**Exercise objective**
In the review of Escape in the Fog, the director is listed as Budd Boetticher but referred to in the body as Oscar Boetticher. Explain why, using the reason the review itself provides.

**Provided text**
Escape in the Fog
               

Director: Budd Boetticher
Year:
1945
Rating: 5.5

Nicely done B film from Columbia and directed by Oscar Boetticher, not credited as Budd until Bullfighter and the Lady in 1951. It wasn't until the 1950s that Boetticher really found his groove with a series of very good Westerns, in particular those starring Randolph Scott. This is a nice piece of work though shot mainly in the fog! It is San Francisco and the fog machines are working overtime. It stars William Wright (Philo Vance Returns) who was sadly to die of cancer a few years after this, Otto Kruger (Murder, My Sweet, Saboteur) who is billed first but gets much less screen time than others and Nina Foch who was in the middle of a series of B films until An American in Paris came along. She has a very unique and interesting face that can't be mistaken for any other actress.

(Items from a data source)
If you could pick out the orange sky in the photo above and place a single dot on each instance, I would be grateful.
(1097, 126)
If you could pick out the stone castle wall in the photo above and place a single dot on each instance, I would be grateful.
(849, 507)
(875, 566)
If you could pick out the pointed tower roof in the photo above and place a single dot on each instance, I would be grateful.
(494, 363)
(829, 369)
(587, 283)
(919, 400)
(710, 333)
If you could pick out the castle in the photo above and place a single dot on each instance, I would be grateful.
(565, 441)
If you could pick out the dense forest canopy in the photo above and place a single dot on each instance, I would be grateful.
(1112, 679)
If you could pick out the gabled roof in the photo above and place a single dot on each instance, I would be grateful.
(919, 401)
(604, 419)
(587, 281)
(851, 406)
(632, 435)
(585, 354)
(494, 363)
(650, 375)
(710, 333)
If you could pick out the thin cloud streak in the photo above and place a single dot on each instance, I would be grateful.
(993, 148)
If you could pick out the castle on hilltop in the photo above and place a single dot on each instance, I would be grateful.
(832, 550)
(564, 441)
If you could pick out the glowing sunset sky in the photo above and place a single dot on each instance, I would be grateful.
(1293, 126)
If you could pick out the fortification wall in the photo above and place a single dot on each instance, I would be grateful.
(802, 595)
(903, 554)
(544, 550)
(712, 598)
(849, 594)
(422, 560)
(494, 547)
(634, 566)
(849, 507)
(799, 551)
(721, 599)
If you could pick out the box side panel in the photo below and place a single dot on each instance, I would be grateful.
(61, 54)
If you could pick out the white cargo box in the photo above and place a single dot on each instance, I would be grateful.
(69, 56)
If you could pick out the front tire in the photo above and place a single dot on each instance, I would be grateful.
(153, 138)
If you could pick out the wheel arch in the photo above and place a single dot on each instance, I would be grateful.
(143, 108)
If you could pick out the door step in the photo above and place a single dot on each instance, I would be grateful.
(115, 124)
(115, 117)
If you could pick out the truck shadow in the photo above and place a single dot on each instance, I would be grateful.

**Answer below**
He was not credited as Budd until Bullfighter and the Lady in 1951. Escape in the Fog came out in 1945, so at the time of this film he was credited as Oscar Boetticher.